▶ Task requirements:
Restate verbatim the span of lines below between the line with "Point out every instance of the wooden desk" and the line with "x=119, y=364", including those two lines, and only that span.
+++ Supplied data
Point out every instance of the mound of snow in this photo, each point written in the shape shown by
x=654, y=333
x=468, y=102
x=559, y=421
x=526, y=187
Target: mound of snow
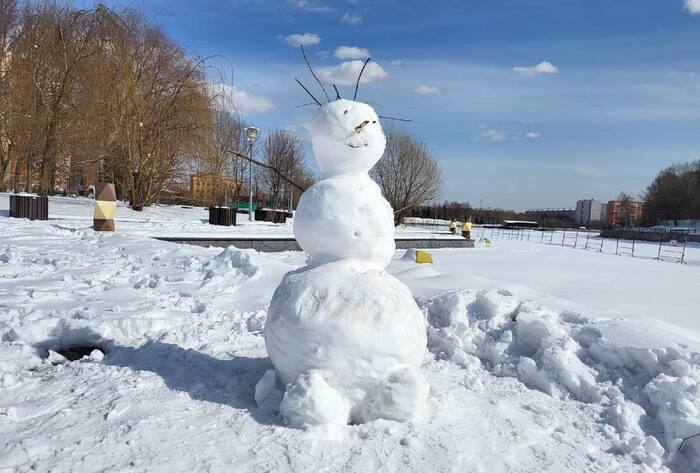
x=651, y=393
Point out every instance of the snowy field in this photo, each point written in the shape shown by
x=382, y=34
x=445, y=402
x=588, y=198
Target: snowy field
x=541, y=358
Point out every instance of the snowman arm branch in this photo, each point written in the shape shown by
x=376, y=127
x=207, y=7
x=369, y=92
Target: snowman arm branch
x=307, y=91
x=267, y=166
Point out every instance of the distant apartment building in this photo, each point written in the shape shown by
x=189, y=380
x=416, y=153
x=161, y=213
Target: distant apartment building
x=71, y=175
x=561, y=214
x=212, y=188
x=590, y=210
x=619, y=215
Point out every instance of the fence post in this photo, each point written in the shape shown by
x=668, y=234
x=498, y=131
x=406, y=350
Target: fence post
x=685, y=243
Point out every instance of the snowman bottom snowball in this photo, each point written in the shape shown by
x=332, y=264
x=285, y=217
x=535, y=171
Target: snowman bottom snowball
x=347, y=343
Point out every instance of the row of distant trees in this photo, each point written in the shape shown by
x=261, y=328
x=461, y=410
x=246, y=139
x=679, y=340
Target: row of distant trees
x=674, y=194
x=100, y=88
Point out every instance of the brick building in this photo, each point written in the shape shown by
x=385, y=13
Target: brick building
x=616, y=215
x=212, y=188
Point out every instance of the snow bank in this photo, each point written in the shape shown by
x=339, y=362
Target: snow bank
x=650, y=392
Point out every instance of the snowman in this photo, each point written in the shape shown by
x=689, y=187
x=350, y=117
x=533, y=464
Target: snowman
x=345, y=337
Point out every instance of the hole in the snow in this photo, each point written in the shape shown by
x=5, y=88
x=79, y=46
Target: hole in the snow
x=74, y=353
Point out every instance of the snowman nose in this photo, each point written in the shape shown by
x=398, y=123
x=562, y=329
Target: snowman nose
x=359, y=127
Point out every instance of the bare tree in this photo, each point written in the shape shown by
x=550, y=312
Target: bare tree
x=674, y=194
x=284, y=155
x=9, y=19
x=407, y=174
x=158, y=108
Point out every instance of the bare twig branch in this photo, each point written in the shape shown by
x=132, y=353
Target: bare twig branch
x=307, y=91
x=394, y=118
x=304, y=105
x=267, y=166
x=686, y=439
x=357, y=84
x=313, y=73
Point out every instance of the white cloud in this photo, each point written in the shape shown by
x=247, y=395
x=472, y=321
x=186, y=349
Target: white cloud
x=305, y=39
x=351, y=52
x=351, y=19
x=545, y=67
x=240, y=101
x=495, y=136
x=499, y=136
x=312, y=6
x=346, y=73
x=426, y=90
x=693, y=6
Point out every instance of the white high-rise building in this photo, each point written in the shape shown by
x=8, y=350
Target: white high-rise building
x=590, y=210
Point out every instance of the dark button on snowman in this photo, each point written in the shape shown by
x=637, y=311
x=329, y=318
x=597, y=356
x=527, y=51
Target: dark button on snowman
x=345, y=337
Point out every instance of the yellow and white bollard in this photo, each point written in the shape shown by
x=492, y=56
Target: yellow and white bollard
x=467, y=229
x=105, y=207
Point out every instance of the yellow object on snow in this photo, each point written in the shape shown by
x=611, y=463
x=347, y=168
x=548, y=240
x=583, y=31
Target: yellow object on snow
x=423, y=257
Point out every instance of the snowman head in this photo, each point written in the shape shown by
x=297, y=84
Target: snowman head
x=346, y=137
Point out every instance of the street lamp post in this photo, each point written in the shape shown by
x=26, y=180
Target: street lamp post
x=251, y=134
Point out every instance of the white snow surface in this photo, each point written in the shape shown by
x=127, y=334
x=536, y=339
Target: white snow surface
x=541, y=358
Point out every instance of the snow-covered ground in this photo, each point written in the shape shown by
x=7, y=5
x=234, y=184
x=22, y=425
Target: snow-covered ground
x=173, y=221
x=540, y=357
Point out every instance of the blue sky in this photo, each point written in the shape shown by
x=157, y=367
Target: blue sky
x=524, y=103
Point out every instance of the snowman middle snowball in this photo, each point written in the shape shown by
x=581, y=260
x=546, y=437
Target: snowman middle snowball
x=345, y=337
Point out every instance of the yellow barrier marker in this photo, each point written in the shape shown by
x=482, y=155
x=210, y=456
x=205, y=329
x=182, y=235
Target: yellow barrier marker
x=423, y=257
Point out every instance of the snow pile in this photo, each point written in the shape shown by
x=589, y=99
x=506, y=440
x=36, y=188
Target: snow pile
x=346, y=338
x=650, y=394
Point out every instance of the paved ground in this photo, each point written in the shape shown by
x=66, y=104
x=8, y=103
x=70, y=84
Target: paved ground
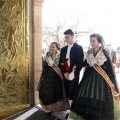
x=37, y=113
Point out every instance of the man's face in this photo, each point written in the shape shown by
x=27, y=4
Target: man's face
x=69, y=39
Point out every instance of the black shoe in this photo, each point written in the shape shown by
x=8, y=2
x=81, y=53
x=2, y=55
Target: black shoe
x=66, y=117
x=49, y=113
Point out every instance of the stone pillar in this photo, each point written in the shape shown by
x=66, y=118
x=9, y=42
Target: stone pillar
x=35, y=26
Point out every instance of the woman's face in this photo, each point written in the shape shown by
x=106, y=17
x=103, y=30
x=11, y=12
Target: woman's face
x=94, y=42
x=53, y=48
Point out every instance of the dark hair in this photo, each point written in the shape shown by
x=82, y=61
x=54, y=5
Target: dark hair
x=56, y=44
x=98, y=36
x=69, y=31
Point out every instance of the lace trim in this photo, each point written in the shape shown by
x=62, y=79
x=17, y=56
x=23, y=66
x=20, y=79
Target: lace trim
x=54, y=60
x=99, y=58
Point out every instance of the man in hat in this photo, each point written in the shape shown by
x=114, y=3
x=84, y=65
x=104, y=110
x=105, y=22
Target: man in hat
x=71, y=61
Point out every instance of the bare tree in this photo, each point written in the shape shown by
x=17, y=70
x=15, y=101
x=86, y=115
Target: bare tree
x=55, y=32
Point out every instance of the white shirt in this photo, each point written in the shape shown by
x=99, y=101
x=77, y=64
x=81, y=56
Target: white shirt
x=71, y=75
x=68, y=53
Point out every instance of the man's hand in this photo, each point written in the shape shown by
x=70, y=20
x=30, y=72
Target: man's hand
x=66, y=75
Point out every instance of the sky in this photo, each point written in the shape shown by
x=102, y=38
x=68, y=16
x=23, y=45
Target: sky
x=102, y=16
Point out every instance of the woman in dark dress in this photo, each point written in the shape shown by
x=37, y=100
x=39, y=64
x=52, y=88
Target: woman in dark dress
x=94, y=98
x=50, y=85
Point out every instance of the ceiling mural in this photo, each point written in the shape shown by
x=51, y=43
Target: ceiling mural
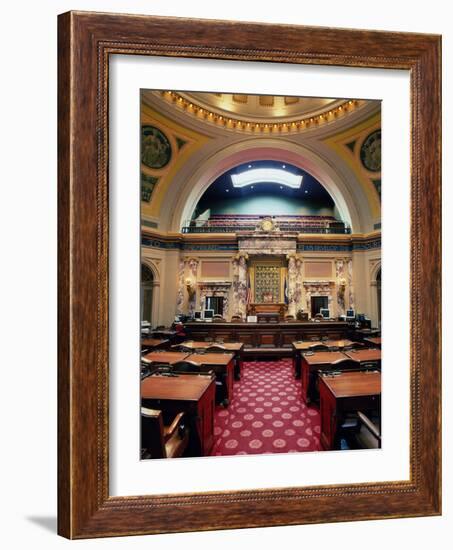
x=189, y=138
x=360, y=147
x=164, y=147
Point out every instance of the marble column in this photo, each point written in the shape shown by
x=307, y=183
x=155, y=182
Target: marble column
x=298, y=292
x=294, y=288
x=350, y=286
x=180, y=297
x=192, y=265
x=240, y=287
x=341, y=285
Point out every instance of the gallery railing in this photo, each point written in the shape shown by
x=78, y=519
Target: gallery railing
x=206, y=226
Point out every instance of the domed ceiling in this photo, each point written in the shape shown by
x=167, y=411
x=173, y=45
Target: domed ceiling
x=262, y=107
x=251, y=113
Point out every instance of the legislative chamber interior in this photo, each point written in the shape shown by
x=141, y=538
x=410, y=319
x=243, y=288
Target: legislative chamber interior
x=260, y=281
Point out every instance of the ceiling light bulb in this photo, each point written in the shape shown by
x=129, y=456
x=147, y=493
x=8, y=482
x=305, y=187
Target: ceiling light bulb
x=267, y=175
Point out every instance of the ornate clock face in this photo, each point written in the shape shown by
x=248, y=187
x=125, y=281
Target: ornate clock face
x=370, y=152
x=267, y=225
x=156, y=149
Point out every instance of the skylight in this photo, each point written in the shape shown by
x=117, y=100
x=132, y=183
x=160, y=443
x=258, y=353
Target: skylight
x=267, y=175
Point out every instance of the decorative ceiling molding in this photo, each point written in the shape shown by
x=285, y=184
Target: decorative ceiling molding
x=233, y=121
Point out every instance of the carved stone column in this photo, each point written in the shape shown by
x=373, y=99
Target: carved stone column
x=192, y=264
x=240, y=284
x=350, y=285
x=340, y=276
x=298, y=291
x=180, y=297
x=294, y=288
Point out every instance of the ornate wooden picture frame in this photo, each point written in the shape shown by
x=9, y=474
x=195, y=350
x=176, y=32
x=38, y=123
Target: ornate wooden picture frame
x=86, y=43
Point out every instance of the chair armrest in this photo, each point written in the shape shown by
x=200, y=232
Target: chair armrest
x=370, y=426
x=170, y=430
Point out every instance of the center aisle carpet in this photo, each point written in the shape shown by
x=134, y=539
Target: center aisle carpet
x=267, y=414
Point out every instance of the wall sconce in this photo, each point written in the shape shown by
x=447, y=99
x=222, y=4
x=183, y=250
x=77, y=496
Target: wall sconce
x=190, y=286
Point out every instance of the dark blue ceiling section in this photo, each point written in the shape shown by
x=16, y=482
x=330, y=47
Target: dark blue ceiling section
x=310, y=190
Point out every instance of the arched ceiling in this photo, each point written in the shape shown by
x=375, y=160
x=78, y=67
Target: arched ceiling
x=200, y=145
x=263, y=108
x=257, y=114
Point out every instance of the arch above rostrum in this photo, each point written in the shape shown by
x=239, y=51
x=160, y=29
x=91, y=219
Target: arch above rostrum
x=348, y=198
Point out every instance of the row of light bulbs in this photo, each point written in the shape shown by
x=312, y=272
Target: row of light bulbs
x=233, y=123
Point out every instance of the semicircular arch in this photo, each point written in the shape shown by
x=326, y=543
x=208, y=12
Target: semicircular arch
x=351, y=205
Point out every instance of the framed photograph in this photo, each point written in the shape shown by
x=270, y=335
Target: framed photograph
x=231, y=352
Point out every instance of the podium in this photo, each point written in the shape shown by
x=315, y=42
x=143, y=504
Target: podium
x=268, y=312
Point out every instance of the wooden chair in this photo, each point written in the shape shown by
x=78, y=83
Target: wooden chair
x=354, y=345
x=318, y=347
x=160, y=441
x=343, y=365
x=218, y=319
x=182, y=348
x=358, y=431
x=184, y=367
x=216, y=348
x=370, y=366
x=369, y=433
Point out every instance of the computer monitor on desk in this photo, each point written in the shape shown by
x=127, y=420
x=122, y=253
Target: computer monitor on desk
x=325, y=313
x=208, y=314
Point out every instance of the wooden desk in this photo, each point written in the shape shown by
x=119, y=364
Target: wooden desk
x=166, y=356
x=154, y=343
x=362, y=333
x=254, y=335
x=235, y=347
x=344, y=343
x=346, y=392
x=299, y=347
x=310, y=364
x=373, y=341
x=189, y=393
x=223, y=366
x=365, y=355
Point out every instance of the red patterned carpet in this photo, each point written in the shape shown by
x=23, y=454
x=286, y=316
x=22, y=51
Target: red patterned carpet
x=267, y=414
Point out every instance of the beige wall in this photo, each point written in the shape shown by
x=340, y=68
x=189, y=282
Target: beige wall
x=165, y=265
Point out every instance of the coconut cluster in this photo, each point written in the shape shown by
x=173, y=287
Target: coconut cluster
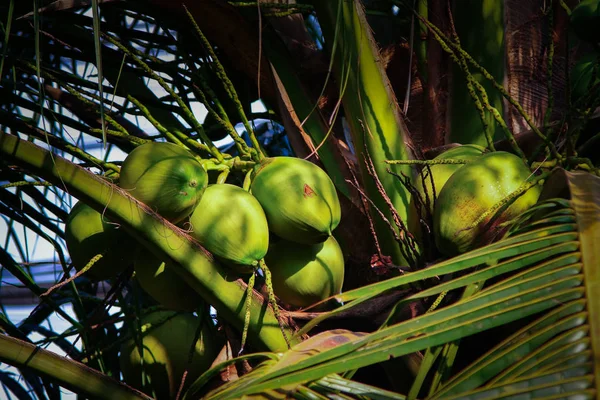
x=465, y=192
x=290, y=200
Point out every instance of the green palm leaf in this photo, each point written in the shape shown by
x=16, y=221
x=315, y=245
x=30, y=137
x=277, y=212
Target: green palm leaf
x=545, y=271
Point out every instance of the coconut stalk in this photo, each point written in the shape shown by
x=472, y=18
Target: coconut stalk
x=193, y=263
x=480, y=28
x=306, y=111
x=371, y=109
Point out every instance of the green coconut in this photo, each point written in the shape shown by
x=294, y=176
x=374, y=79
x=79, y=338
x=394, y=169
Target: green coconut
x=166, y=341
x=89, y=233
x=585, y=20
x=473, y=190
x=230, y=223
x=440, y=174
x=165, y=177
x=306, y=274
x=298, y=197
x=165, y=286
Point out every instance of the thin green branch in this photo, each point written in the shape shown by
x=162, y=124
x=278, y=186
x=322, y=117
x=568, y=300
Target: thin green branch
x=187, y=113
x=227, y=84
x=498, y=86
x=177, y=137
x=56, y=142
x=222, y=119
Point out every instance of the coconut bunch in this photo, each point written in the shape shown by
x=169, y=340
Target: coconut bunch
x=291, y=199
x=154, y=358
x=288, y=198
x=473, y=200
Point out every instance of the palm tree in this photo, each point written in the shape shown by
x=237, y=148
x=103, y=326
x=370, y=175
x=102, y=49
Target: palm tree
x=86, y=84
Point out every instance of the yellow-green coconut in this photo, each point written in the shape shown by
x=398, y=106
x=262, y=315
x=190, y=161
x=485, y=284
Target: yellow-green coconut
x=306, y=274
x=230, y=223
x=298, y=197
x=165, y=177
x=166, y=340
x=473, y=190
x=440, y=173
x=165, y=286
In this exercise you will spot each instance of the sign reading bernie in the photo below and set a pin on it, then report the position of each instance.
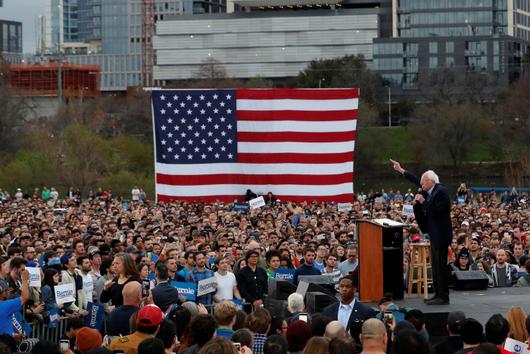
(64, 293)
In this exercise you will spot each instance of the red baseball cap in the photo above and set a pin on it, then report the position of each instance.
(149, 316)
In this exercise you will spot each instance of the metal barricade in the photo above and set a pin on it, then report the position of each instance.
(41, 330)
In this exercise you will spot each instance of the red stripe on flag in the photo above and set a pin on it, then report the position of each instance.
(341, 198)
(196, 180)
(312, 116)
(295, 137)
(295, 158)
(297, 94)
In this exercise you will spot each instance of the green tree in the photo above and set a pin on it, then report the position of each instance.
(86, 157)
(447, 133)
(346, 71)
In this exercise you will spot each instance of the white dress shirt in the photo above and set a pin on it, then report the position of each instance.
(345, 312)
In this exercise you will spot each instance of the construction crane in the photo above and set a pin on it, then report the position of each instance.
(148, 31)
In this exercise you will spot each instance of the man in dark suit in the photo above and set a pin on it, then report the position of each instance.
(432, 209)
(349, 311)
(164, 294)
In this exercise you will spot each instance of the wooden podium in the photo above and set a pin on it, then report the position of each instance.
(380, 259)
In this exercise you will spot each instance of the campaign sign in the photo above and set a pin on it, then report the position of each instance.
(95, 317)
(344, 207)
(54, 317)
(242, 207)
(284, 274)
(64, 293)
(238, 303)
(185, 289)
(516, 347)
(34, 277)
(408, 210)
(256, 202)
(206, 286)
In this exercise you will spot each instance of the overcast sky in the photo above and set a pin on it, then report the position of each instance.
(24, 11)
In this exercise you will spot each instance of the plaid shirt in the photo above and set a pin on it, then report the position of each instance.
(194, 277)
(259, 343)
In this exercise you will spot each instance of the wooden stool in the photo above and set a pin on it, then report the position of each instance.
(420, 262)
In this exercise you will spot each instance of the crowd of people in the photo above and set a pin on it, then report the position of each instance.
(126, 257)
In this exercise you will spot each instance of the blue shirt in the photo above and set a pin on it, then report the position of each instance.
(194, 277)
(345, 312)
(7, 309)
(319, 266)
(183, 272)
(304, 269)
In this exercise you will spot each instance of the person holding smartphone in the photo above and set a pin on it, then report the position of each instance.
(8, 307)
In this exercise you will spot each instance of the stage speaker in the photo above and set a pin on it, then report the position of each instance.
(316, 301)
(277, 308)
(280, 289)
(435, 323)
(393, 261)
(471, 280)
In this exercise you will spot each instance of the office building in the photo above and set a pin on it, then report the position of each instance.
(270, 39)
(467, 37)
(108, 33)
(10, 37)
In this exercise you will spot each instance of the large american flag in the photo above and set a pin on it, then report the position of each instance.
(215, 144)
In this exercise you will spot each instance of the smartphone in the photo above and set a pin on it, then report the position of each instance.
(64, 345)
(145, 288)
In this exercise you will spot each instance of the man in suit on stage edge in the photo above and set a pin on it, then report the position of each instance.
(349, 311)
(432, 209)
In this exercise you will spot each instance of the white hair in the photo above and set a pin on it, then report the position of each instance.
(430, 175)
(295, 303)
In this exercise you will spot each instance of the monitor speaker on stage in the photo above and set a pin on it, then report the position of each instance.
(471, 280)
(316, 301)
(280, 289)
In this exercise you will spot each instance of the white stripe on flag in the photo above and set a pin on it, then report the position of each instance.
(306, 148)
(297, 105)
(296, 126)
(236, 189)
(255, 169)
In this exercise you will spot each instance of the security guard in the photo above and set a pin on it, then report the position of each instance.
(148, 322)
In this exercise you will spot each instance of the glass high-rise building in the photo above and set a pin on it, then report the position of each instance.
(488, 37)
(10, 37)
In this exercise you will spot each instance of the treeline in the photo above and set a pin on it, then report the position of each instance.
(107, 142)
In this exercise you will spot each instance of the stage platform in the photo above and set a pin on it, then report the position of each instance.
(479, 304)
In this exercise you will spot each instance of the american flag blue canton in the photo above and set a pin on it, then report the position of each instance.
(195, 126)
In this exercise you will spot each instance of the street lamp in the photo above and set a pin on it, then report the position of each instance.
(389, 106)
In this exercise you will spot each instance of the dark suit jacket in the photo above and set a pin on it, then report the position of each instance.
(434, 215)
(449, 346)
(359, 314)
(165, 295)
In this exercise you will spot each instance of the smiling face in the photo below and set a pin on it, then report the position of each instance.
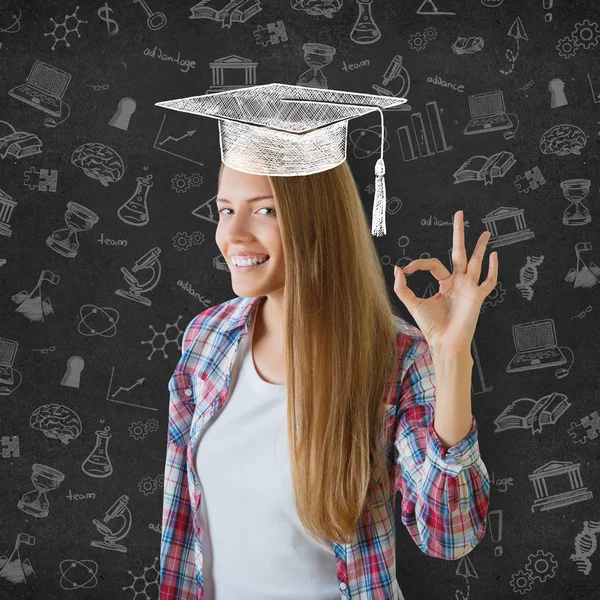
(248, 225)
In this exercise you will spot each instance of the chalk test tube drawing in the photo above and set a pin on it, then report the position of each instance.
(556, 87)
(317, 57)
(99, 161)
(530, 180)
(528, 275)
(78, 218)
(564, 476)
(127, 390)
(135, 210)
(119, 510)
(10, 446)
(44, 89)
(540, 567)
(72, 375)
(562, 140)
(516, 31)
(536, 348)
(527, 413)
(7, 205)
(495, 525)
(482, 168)
(97, 320)
(586, 543)
(574, 191)
(121, 118)
(583, 275)
(78, 574)
(18, 144)
(57, 422)
(421, 140)
(585, 34)
(364, 31)
(488, 114)
(595, 94)
(14, 568)
(511, 222)
(31, 304)
(42, 180)
(98, 464)
(10, 378)
(44, 479)
(136, 289)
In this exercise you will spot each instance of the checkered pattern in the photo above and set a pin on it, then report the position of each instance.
(445, 491)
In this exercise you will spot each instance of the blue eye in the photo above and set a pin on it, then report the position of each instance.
(262, 208)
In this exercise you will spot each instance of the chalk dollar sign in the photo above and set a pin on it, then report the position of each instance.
(111, 24)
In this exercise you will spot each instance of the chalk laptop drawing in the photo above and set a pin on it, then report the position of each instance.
(487, 113)
(44, 88)
(535, 343)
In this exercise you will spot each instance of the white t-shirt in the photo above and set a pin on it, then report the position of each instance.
(254, 546)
++++++
▶ Response area:
Point out every instance of the wooden desk in this photo, each point written in the shape shown by
x=119, y=364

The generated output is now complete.